-- START ENTRIES PROVIDED --

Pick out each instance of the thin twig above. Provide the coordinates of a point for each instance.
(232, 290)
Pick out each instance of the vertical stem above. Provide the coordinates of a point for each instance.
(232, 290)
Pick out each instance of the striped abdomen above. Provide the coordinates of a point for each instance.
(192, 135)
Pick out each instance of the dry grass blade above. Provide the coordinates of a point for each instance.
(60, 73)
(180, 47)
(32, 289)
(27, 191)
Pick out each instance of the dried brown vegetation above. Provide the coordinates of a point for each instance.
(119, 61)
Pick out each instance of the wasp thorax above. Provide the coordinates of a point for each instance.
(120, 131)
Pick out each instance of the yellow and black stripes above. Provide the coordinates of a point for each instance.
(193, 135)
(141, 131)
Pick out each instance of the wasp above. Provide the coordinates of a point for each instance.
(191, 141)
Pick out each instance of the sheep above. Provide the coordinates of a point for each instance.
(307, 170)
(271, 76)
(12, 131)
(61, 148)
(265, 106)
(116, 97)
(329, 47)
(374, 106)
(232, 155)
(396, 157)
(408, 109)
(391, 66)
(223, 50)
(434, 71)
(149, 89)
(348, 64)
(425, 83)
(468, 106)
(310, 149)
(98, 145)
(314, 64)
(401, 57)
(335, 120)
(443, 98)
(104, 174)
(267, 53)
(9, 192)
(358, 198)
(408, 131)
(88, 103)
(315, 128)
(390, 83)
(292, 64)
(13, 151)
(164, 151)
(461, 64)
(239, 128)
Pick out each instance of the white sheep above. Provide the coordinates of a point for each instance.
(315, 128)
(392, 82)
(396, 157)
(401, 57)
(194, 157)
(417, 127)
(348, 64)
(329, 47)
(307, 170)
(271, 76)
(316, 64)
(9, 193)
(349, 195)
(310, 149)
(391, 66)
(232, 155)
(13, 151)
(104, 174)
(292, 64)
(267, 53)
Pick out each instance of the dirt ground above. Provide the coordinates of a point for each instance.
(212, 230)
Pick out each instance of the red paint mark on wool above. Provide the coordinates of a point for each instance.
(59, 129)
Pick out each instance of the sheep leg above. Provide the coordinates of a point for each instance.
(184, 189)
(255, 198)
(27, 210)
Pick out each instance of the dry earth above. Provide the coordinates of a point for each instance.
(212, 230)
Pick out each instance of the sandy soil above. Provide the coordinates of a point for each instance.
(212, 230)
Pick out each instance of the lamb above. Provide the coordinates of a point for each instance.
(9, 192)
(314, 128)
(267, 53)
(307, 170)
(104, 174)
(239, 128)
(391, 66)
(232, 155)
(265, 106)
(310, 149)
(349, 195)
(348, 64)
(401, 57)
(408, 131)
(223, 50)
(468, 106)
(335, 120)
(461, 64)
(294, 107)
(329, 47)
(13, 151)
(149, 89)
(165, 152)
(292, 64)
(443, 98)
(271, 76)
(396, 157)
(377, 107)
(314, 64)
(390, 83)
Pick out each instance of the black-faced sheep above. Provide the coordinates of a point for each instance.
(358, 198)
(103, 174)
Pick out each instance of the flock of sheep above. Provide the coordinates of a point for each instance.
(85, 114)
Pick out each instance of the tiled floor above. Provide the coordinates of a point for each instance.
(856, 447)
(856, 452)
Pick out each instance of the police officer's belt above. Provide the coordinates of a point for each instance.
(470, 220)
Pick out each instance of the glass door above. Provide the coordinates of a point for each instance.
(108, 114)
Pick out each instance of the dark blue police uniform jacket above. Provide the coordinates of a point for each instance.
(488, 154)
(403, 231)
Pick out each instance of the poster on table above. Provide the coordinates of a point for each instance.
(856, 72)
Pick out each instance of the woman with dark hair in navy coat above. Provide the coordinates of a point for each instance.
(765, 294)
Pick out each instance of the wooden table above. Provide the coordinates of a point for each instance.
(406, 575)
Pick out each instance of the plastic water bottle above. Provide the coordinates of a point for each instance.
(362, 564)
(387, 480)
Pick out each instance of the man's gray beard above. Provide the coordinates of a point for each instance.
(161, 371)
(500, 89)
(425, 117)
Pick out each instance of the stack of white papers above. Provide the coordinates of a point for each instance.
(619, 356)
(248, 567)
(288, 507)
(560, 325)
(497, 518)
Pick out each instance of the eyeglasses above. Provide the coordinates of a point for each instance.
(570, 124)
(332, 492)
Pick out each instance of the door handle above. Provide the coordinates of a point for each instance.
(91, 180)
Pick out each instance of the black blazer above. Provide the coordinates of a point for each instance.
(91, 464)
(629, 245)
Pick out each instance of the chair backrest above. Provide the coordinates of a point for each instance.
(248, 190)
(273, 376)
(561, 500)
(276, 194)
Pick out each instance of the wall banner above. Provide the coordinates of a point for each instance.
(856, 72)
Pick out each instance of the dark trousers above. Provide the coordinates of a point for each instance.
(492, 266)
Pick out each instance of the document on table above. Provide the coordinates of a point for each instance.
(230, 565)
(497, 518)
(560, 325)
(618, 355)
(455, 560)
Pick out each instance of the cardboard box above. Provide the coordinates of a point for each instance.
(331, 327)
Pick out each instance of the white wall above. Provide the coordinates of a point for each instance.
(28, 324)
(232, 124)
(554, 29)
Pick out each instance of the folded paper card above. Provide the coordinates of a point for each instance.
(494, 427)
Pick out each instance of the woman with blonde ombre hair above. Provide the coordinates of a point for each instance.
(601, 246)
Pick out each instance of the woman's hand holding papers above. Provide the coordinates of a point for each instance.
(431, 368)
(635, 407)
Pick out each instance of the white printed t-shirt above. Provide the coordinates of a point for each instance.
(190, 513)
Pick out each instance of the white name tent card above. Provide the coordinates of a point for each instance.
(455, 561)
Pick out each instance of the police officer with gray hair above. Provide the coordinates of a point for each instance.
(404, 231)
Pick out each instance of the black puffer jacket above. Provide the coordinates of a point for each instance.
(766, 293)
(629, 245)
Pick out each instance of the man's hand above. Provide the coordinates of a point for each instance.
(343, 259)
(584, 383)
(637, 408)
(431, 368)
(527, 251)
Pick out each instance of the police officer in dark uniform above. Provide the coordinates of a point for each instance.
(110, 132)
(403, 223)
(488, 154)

-- END ENTRIES PROVIDED --

== OBJECTIVE ==
Quote the whole listing above, leaving nothing out.

== COMPLETE ANSWER ==
Pick out each instance of the thin twig above. Provide the coordinates of a point for each instance.
(232, 290)
Pick out each instance of the vertical stem above. Provide the coordinates of a point for each instance.
(232, 290)
Pick out each instance of the striped abdomen above. Provide the coordinates of a point for each instance.
(192, 135)
Pick out each instance of the dry grass blade above. Provide the coordinates of a point for each instance.
(60, 73)
(180, 47)
(32, 289)
(27, 191)
Pick out each instance of the dried brown vegetation above. Provide the coordinates of a point for each instance.
(119, 61)
Pick out each instance of the wasp thorax above. Provide the coordinates of a point for each instance.
(120, 131)
Pick out each instance of the yellow and black stripes above. Provide the coordinates of a point for each instance.
(193, 135)
(141, 131)
Pick out each instance of the wasp above. Provide the coordinates of a point for each instance.
(191, 141)
Pick out each instance of the sheep above. Provide the coordinates of a point for each instance.
(307, 170)
(271, 76)
(12, 131)
(61, 148)
(265, 106)
(116, 97)
(329, 47)
(374, 106)
(232, 155)
(396, 157)
(408, 109)
(391, 66)
(223, 50)
(434, 71)
(149, 89)
(348, 64)
(425, 83)
(468, 106)
(310, 149)
(98, 145)
(314, 64)
(401, 57)
(335, 120)
(443, 98)
(104, 174)
(267, 53)
(9, 192)
(358, 198)
(408, 131)
(88, 103)
(315, 128)
(390, 83)
(292, 64)
(13, 151)
(164, 151)
(461, 64)
(239, 128)
Pick out each instance of the white sheep above. Provide the coordinates of a point for each instance.
(315, 128)
(392, 82)
(396, 157)
(401, 57)
(194, 157)
(417, 127)
(348, 64)
(329, 47)
(307, 170)
(271, 76)
(316, 64)
(9, 193)
(349, 195)
(310, 149)
(391, 66)
(232, 155)
(13, 151)
(104, 174)
(292, 64)
(267, 53)
Pick out each instance of the dirt ground above. Provide the coordinates of a point for each instance.
(212, 230)
Pick out each instance of the red paint mark on wool above. Provide the coordinates of a point for each instance.
(59, 129)
Pick out each instance of the sheep leg above. Provide the coordinates of a point for each instance.
(184, 189)
(255, 198)
(27, 210)
Pick out each instance of the dry earth above. Provide the coordinates of a point for each instance.
(212, 230)
Pick out each instance of the sandy soil above. Provide the coordinates of a point for each instance.
(212, 230)
Pick out each instance of the lamb above. Provide the coordinates of a point for each instance.
(9, 192)
(314, 128)
(267, 53)
(307, 170)
(104, 174)
(239, 128)
(391, 66)
(232, 155)
(265, 106)
(310, 149)
(349, 195)
(348, 64)
(401, 57)
(408, 131)
(223, 50)
(468, 106)
(335, 120)
(461, 64)
(294, 107)
(329, 47)
(13, 151)
(149, 89)
(165, 152)
(292, 64)
(443, 98)
(271, 76)
(396, 157)
(377, 107)
(314, 64)
(390, 83)
Pick out each instance of the black-faced sheep above. Provide the coordinates of a point for each instance.
(358, 198)
(103, 174)
Pick out each instance of the flock of sheep above. Provide the coordinates of a point for each instance.
(85, 114)
Pick out each instance of the tiled floor above. Provide the coordinates of a point for each instance.
(856, 447)
(856, 452)
Pick out each instance of the police officer's belt above. Provide the coordinates of a point for each instance.
(470, 220)
Pick out each instance of the glass door above. Provide the coordinates of a point for each instance.
(108, 114)
Pick out each instance of the dark blue police uniform jacket above. Provide the coordinates of a point for each instance.
(488, 154)
(403, 231)
Pick out each instance of the poster on table above. Provide the coordinates of a point for each instance.
(856, 72)
Pick out each instance of the woman with dark hair in navy coat above. Provide the coordinates of a point for each instance.
(765, 294)
Pick out each instance of the wooden table above. Provide the coordinates of a point for each instance.
(406, 575)
Pick out each instance of the plastic water bottle above. Provide the coordinates of a point for each instance.
(362, 564)
(387, 480)
Pick out each instance of the man's gray beard above. Provide the coordinates of a point for each instance.
(161, 371)
(500, 89)
(425, 117)
Pick out each instance of the stack of white papers above. Provide the coordinates of a point for each instance.
(619, 356)
(248, 567)
(288, 507)
(560, 325)
(497, 518)
Pick out each instance of the eyeglasses above. Provide the coordinates of a point for each instance.
(570, 124)
(332, 492)
Pick out each instance of the door handle above. Provide the coordinates of a point for each instance.
(91, 180)
Pick out each instance of the black blazer above. Provide the coordinates of a point for each instance.
(91, 464)
(629, 245)
Pick out each instance of the chair backrest above. Provide the coordinates of a point for each instance.
(248, 190)
(273, 376)
(561, 500)
(276, 194)
Pick out each instance of the wall banner above. Provide the coordinates of a point for each instance.
(856, 72)
Pick out each instance of the dark trousers above. Provide the coordinates of a point for each instance.
(492, 266)
Pick out each instance of the document on table above. Provide the coordinates of a point for each instance.
(230, 565)
(497, 518)
(560, 325)
(618, 355)
(455, 560)
Pick out each instance of the cardboard box above. Provide the coordinates of a point for each instance.
(331, 327)
Pick out each instance of the white wall above. Provide the coordinates of a point for each instance.
(28, 324)
(232, 124)
(554, 29)
Pick out each instance of the folded paper card above. Provide the coordinates of a point for each instance.
(494, 427)
Pick out each instance of the woman with blonde ombre hair above. Provide the coordinates of a point for each instance.
(601, 246)
Pick out each instance of the woman's hand holding papers above. Provide the coordinates of a point for each instance.
(431, 368)
(635, 407)
Pick out each instance of the white printed t-shirt above. Provide the coordinates of a point for each instance.
(190, 513)
Pick out each instance of the white name tent card above. Provide the coordinates of a point for each instance.
(455, 561)
Pick out each instance of the police officer with gray hair above. Provide the coordinates of a point for each instance.
(404, 231)
Pick out each instance of the black puffer jacket above. Provide the coordinates of a point for each instance.
(766, 293)
(629, 245)
Pick out each instance of the man's hand above. Provide the coordinates of a point for each instance.
(343, 259)
(584, 383)
(637, 408)
(431, 368)
(527, 251)
Pick out each instance of the police officer in dark uniform above. Provide the coordinates of a point for each instance.
(110, 132)
(403, 223)
(488, 154)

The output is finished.